Dort erwartete mich die Fortsetzung der Gesamtaufnahme aller Mahler-Sinfonien unter Gielen; Franz-Josef Knelangen hat mir die CDs geschickt, und tatsächlich halten einige Interpretationen ziemlich gut mit Currentzis, Bernstein, Barbirolli mit; man hört (ich höre), was es anderswo nicht gibt, eigenwillige Klarinettenrutscher etwa in der Neunten. Bei Komponisten wie diesem lohnt es sich unbedingt, verschiedene Interpretationen zu kennen. Es ist nach wie vor ein Jammer, daß sich so wenige Dirigenten für Pettersson interessiere, geschweige solche von Rang. Vielleicht mach ich es doch wahr und schreibe Currentzis deshalb. Und lege ein Buch von mir bei, um mich auszuweisen. Der Bursche ist zu wahnsinnig, um nicht zu spüren, was das heißt.

Sowie wird mir Eötvös immer interessanter. Übrigens. Finde ich. Zuerst fiel es mir vor sechs Jahren in der Berliner Philharmonie auf, als Kopatchinskaya sein zweites Violinkonzert interpretierte.

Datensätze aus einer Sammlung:
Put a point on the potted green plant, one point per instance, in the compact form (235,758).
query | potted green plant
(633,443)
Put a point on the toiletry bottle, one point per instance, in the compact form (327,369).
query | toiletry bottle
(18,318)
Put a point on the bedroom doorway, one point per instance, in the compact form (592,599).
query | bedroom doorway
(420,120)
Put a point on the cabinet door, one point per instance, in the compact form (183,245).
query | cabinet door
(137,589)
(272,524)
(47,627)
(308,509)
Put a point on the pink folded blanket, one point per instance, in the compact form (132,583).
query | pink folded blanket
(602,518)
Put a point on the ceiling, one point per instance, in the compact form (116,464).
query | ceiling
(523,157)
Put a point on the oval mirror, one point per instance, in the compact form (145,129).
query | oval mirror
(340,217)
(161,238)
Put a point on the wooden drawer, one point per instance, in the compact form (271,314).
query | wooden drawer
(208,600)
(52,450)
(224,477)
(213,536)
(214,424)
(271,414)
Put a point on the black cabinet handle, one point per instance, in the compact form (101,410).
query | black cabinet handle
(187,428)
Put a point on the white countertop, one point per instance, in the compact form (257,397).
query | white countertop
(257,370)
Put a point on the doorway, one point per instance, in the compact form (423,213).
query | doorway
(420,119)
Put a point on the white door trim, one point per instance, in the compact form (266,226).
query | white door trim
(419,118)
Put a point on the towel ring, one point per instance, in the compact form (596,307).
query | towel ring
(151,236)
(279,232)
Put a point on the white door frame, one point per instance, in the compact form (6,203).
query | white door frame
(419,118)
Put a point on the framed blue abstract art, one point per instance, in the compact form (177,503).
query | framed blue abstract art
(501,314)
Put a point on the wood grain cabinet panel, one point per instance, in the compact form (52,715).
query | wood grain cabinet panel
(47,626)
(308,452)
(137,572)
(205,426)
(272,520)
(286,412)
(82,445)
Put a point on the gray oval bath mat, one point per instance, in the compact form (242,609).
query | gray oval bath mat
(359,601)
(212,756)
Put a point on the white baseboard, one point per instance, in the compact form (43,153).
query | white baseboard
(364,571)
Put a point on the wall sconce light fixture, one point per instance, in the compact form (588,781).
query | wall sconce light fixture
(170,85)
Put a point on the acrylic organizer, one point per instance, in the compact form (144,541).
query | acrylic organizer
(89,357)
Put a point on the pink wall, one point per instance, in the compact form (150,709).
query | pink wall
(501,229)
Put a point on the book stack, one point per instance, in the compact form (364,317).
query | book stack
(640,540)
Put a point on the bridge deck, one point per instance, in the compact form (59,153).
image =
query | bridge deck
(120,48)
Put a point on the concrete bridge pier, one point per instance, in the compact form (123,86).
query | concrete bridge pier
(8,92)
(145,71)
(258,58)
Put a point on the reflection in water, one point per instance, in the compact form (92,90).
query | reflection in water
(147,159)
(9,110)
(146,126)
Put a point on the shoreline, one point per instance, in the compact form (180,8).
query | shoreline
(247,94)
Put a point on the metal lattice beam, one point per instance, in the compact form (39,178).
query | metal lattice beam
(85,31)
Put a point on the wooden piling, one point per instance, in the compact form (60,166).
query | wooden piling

_Aufgabe_
Wiederhole wortgetreu die Passage aus dem Dokumenttext von „Sowie wird mir“ bis „zweites Violinkonzert interpretierte.“. Die Datensätze stammen aus einer anderen Quelle.

_Schriftliche Antwort_
Sowie wird mir Eötvös immer interessanter. Übrigens. Finde ich. Zuerst fiel es mir vor sechs Jahren in der Berliner Philharmonie auf, als Kopatchinskaya sein zweites Violinkonzert interpretierte.